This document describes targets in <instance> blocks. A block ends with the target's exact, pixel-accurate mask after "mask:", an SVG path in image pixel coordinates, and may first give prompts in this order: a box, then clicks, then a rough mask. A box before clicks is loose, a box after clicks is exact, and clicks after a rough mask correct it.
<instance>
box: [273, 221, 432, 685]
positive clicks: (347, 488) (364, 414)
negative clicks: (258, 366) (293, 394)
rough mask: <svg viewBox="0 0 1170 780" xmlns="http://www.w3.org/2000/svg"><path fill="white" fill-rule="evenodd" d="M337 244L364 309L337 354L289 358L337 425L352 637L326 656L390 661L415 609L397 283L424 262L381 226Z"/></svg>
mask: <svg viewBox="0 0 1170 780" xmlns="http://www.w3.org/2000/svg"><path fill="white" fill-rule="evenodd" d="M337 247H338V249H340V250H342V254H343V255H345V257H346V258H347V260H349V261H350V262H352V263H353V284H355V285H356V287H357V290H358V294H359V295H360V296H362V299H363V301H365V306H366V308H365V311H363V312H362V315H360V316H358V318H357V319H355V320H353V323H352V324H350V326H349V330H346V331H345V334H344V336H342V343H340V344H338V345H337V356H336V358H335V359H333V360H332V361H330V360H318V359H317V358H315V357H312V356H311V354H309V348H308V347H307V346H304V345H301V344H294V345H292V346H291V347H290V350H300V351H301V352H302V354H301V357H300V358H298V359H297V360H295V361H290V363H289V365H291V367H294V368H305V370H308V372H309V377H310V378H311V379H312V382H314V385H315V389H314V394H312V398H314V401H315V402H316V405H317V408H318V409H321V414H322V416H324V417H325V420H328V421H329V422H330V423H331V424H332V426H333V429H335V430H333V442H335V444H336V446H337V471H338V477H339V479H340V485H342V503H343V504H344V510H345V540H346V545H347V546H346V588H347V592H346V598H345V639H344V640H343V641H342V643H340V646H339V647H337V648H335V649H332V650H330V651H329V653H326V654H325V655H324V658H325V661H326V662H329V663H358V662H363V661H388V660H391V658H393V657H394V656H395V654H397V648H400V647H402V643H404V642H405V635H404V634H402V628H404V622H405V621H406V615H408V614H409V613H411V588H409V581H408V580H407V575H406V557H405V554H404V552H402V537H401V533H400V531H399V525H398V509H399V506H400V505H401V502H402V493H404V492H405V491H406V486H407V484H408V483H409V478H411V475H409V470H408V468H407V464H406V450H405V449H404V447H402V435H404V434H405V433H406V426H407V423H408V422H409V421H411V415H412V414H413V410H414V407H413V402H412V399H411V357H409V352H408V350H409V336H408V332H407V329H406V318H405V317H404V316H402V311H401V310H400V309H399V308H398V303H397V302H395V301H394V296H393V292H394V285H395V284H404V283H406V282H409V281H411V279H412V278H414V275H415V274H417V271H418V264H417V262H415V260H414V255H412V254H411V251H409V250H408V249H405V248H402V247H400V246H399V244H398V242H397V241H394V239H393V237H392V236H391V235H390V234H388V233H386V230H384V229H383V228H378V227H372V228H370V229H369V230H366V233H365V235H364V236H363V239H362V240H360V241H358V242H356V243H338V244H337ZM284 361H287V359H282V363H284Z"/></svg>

Task goal >> Copy task for the entries above: every line with the string "instance".

Result >>
This document describes targets in <instance> blocks. A block ends with the target's exact, pixel-accurate mask after "mask:", an SVG path in image pixel coordinates, and may first give prompts in this order: a box, then clicks, then a rough mask. A box before clicks is loose, a box after clicks is exact, and clicks after a rough mask correct it.
<instance>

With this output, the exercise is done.